Pick up the write-up on SICP exercise 1.14 after its final line and keep it going.

**DOCUMENT:**
=-=-=-=-=
Solution for exercise 1.14 from SICP
Solution for exercise 1.14 from SICP
Draw the tree illustrating the process generated by the count-change procedure in making change for 11 cents. What are the orders of growth of the space and number of steps used by this process as the amount to be changed increases?
(define (count-change amount)
(cc amount 5))
(define (cc amount kinds-of-coins)
(cond ((= amount 0) 1)
((or (< amount 0) (= kinds-of-coins 0)) 0)
(else (+ (cc amount
(- kinds-of-coins 1))
(cc (- amount
(first-denomination kinds-of-coins))
kinds-of-coins)))))
(define (first-denomination kinds-of-coins)
(cond ((= kinds-of-coins 1) 1)
((= kinds-of-coins 2) 5)
((= kinds-of-coins 3) 10)
((= kinds-of-coins 4) 25)
((= kinds-of-coins 5) 50)))
First, call tree:
Red and Green is end leaves of tree, red calculated to 0, green to 1.
Now let’s figure out order of growth. First, easy part, space. Space is O(n + m), where n is amount and m is kind-of-coins. You can see it on call tree, first we decrease m, until it not 1, after that - n.
Now about time growth.
For simplicity let’s imagine that every type of coin have a same nominal. First, lets look at cc 4 1
From the picture we can see that cc(n, 1) grown as 2n+1
Lets see at cc(4 2)
=-=-=-=-=
**MATERIAL SUPPLIED:**
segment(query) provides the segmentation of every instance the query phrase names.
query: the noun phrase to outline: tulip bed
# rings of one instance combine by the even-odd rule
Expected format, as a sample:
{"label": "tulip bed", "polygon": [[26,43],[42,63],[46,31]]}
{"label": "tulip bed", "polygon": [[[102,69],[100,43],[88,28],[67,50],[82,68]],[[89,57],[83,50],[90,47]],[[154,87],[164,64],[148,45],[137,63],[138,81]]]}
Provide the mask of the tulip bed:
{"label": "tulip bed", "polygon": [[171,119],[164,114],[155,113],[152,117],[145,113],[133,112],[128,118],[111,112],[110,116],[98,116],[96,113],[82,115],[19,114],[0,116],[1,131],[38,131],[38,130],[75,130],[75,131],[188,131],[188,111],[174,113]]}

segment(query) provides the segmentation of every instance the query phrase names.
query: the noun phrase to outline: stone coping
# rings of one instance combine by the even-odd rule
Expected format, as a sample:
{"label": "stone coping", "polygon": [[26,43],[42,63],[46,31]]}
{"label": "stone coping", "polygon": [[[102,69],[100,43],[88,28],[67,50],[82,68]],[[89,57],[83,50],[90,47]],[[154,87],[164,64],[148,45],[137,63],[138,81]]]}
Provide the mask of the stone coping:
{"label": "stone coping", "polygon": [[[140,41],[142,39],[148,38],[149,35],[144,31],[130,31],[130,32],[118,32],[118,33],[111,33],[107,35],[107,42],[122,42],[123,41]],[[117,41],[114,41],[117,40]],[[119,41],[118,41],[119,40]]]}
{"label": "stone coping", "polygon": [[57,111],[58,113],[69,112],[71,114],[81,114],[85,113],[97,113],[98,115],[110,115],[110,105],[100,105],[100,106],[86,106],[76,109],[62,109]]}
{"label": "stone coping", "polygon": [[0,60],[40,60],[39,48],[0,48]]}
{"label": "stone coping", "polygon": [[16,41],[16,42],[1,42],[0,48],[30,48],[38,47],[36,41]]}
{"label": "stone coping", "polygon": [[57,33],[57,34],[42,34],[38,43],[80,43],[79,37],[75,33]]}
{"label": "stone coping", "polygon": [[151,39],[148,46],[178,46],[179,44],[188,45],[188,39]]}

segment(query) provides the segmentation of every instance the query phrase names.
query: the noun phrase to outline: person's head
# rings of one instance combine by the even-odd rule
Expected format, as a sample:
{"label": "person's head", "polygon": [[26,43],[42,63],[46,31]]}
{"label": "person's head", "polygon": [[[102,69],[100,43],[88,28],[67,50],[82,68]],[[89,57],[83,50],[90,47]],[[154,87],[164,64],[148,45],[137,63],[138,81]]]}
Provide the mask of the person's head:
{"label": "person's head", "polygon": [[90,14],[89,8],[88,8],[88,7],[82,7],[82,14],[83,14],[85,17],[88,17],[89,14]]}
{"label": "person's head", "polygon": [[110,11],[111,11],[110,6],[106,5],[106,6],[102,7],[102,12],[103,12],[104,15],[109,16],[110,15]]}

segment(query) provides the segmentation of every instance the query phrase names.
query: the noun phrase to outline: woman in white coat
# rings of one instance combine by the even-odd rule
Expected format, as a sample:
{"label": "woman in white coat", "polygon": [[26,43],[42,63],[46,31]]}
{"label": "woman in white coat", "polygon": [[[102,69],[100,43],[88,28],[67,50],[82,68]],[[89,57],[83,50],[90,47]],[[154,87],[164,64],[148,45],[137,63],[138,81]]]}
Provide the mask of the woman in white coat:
=-=-=-=-=
**REPLY:**
And cc(4 3)
We can see that on each level there is n calls n times of previous level plus n plus 1.
So, we can say that (I’ll use \(T(n,m)\) here instead of cc)
Reminder
\[\sum_{i=1}^{n}i =\frac{n(n+1)}{n}=n^2 + n\]Let’s unwrap a couple of recursion levels
\[T(n, 1) = 2n + 1\] \[T(n, 2) = 1 + n + \sum_{i=1}^{n}T(i, 1)= \newline 1 + n+\sum_{i=1}^{n}(2i + 1)\] \[T(n, 3) = 1 + n + \sum_{i=1}^{n}T(i, 2)= \newline 1 + n + \sum_{i=1}^{n}(1 + i+\sum_{i=1}^{n}(2i + 1))\] \[T(n, 4) = 1 + n + \sum_{i=1}^{n}T(i, 3)= \newline 1 + n+\sum_{i=1}^{n}(1 + i + \sum_{i=1}^{n}(1 + i +\sum_{i=1}^{n}(2i + 1)))\]So we can calculate that:
\[O(T(n, 1)) = n\] \[O(T(n, 2)) = n^2\] \[O(T(n, 3)) = n^3\] \[O(T(n, 4)) = n^4\]So, again, there is a clear pattern. We can say that \(O(T(n, m)) = n^m\)